>> Start RECORDS SUPPLIED

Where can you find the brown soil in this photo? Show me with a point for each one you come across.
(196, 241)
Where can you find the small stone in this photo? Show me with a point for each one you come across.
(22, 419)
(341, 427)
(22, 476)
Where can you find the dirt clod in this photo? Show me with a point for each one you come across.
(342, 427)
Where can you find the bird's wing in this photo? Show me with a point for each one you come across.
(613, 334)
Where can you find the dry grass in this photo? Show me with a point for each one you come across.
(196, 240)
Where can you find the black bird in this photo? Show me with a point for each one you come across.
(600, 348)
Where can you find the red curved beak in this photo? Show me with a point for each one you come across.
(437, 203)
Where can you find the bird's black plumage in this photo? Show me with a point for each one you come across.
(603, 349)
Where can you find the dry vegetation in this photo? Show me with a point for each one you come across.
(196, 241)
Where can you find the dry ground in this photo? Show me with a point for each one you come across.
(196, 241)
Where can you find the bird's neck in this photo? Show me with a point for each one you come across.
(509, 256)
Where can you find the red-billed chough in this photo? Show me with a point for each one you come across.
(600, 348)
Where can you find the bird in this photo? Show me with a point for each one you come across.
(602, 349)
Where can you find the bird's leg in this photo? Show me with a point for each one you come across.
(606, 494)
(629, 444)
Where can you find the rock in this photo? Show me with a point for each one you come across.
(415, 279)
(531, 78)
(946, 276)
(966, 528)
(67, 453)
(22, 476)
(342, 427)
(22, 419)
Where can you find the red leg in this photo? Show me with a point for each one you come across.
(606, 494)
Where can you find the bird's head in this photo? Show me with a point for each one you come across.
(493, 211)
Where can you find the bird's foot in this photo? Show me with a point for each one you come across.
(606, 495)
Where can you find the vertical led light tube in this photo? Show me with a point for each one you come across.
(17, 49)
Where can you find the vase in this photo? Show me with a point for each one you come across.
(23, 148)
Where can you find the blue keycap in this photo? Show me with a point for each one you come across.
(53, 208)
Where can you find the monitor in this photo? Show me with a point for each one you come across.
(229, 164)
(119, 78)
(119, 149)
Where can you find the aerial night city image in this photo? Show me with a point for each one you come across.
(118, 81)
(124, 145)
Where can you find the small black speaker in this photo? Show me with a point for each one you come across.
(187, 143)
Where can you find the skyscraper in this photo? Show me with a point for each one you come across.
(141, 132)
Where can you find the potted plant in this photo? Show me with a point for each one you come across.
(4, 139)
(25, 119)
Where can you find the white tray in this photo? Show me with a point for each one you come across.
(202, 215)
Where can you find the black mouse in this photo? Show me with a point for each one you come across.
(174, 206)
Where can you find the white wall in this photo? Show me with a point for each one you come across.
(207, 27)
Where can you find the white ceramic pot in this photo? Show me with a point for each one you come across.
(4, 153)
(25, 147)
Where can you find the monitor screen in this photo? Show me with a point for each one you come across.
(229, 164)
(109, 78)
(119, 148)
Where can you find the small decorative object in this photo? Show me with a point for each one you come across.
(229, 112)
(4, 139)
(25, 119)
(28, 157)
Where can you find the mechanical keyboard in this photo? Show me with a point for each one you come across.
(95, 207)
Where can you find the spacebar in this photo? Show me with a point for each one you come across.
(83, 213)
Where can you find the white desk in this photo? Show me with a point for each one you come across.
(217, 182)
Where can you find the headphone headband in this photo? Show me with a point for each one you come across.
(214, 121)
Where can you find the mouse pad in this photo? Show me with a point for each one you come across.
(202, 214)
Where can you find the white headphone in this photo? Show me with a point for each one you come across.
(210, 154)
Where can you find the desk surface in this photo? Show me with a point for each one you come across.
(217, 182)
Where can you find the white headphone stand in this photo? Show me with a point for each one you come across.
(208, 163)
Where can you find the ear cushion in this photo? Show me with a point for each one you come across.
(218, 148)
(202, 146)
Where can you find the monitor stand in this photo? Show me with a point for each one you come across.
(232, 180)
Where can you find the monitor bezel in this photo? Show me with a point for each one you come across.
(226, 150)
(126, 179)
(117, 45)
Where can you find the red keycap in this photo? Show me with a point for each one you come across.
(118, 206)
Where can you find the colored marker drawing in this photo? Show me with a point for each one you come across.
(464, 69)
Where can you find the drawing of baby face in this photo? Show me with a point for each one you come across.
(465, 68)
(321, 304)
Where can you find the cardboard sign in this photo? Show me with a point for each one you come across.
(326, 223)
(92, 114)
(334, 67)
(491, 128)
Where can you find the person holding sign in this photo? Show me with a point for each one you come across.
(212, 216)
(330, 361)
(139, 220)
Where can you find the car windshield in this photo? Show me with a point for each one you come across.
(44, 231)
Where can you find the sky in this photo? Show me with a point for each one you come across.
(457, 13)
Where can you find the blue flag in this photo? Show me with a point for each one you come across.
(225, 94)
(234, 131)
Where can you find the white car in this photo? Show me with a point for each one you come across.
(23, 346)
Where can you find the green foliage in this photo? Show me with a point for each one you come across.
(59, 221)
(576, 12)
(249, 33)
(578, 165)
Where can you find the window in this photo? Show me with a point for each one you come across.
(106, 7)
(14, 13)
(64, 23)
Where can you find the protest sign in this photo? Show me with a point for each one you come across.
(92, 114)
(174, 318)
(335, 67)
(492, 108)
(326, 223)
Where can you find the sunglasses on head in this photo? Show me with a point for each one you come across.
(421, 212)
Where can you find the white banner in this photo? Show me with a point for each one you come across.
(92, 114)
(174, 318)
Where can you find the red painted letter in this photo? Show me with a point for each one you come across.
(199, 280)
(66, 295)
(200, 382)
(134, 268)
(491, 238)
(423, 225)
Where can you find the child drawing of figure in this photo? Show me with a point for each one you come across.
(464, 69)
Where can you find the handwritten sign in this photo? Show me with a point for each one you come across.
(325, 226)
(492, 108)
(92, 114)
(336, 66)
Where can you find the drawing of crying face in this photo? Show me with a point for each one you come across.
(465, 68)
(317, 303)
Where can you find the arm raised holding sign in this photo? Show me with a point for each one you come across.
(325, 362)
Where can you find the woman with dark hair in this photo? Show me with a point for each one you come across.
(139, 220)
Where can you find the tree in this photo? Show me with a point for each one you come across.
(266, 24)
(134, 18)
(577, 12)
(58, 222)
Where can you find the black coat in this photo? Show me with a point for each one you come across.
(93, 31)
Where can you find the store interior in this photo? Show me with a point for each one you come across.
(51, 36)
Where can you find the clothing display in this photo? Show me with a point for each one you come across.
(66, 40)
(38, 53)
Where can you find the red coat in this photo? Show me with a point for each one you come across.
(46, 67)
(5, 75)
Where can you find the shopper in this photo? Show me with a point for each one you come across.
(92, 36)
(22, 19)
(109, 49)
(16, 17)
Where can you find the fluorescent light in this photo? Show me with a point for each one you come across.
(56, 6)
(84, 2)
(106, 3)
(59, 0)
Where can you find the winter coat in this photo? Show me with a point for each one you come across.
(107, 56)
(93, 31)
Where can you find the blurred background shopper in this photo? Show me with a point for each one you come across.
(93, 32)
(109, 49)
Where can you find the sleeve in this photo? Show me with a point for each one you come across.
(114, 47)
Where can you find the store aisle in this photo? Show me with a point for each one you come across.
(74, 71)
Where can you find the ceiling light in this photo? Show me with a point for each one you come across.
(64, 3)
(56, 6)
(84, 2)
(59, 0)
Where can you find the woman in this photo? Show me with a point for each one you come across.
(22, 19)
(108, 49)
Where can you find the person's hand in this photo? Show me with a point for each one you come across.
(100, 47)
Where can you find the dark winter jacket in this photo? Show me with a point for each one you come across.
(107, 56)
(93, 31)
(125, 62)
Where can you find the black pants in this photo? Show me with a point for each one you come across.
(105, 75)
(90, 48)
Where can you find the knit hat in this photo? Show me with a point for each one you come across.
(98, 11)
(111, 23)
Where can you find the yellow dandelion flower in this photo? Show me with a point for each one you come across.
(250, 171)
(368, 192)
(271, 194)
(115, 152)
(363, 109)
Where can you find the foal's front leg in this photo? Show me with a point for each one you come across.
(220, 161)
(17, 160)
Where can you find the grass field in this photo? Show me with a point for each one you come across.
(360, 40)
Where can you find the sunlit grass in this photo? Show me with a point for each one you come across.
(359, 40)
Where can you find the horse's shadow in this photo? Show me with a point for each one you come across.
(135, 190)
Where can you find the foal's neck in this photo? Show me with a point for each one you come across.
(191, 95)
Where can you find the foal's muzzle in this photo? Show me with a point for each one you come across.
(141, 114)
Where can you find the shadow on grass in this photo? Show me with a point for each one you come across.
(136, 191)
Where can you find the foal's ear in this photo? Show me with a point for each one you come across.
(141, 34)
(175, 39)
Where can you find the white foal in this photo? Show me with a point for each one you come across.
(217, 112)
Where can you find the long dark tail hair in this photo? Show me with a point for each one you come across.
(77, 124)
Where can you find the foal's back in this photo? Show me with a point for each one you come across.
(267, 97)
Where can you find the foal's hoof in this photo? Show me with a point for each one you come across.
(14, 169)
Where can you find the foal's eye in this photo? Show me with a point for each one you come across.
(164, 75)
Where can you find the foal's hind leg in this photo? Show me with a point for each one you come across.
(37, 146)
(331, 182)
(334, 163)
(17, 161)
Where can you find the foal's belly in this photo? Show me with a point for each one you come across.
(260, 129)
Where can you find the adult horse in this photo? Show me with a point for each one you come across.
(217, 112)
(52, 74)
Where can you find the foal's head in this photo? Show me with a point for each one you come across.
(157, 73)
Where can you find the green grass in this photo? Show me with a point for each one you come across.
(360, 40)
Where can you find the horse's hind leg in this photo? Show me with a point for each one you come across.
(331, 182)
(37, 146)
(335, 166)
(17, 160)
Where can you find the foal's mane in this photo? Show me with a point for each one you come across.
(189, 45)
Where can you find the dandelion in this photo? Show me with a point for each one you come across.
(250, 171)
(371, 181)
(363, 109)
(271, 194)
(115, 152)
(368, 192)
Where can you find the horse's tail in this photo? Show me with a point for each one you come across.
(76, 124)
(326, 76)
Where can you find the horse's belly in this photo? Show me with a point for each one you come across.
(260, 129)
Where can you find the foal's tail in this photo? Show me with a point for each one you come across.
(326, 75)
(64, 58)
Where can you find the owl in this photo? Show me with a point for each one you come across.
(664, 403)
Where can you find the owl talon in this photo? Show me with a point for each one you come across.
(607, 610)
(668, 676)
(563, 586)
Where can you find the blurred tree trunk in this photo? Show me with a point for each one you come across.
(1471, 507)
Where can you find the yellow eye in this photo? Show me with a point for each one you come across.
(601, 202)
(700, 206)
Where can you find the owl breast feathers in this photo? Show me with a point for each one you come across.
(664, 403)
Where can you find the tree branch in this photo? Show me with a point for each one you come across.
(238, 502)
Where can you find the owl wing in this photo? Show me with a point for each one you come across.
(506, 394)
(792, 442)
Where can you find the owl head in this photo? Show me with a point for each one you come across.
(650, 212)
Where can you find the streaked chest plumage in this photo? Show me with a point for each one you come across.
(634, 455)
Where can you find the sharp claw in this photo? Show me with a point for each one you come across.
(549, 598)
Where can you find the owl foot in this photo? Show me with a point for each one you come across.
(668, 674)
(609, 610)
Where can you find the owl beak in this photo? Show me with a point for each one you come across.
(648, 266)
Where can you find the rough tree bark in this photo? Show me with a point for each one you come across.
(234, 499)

>> End RECORDS SUPPLIED

Convert the stretch of entries from the line containing "Where can you find the streaked" through the last line into a numbered list, omitting any blank lines.

SOLUTION TO THE EXERCISE:
1. Where can you find the streaked chest plumage in this photo? Show me with a point for each one you come across.
2. (634, 455)
3. Where can you find the sharp claw in this photo? Show me with a point for each one you come across.
4. (549, 598)
5. Where can you find the owl foot in this photo? Show me with a point for each one you come across.
6. (668, 674)
7. (609, 610)
8. Where can you find the owl beak in this photo? Show me with a point for each one you come across.
9. (648, 266)
10. Where can you find the rough tree bark in this photo? Show me with a point for each one you come across.
11. (234, 499)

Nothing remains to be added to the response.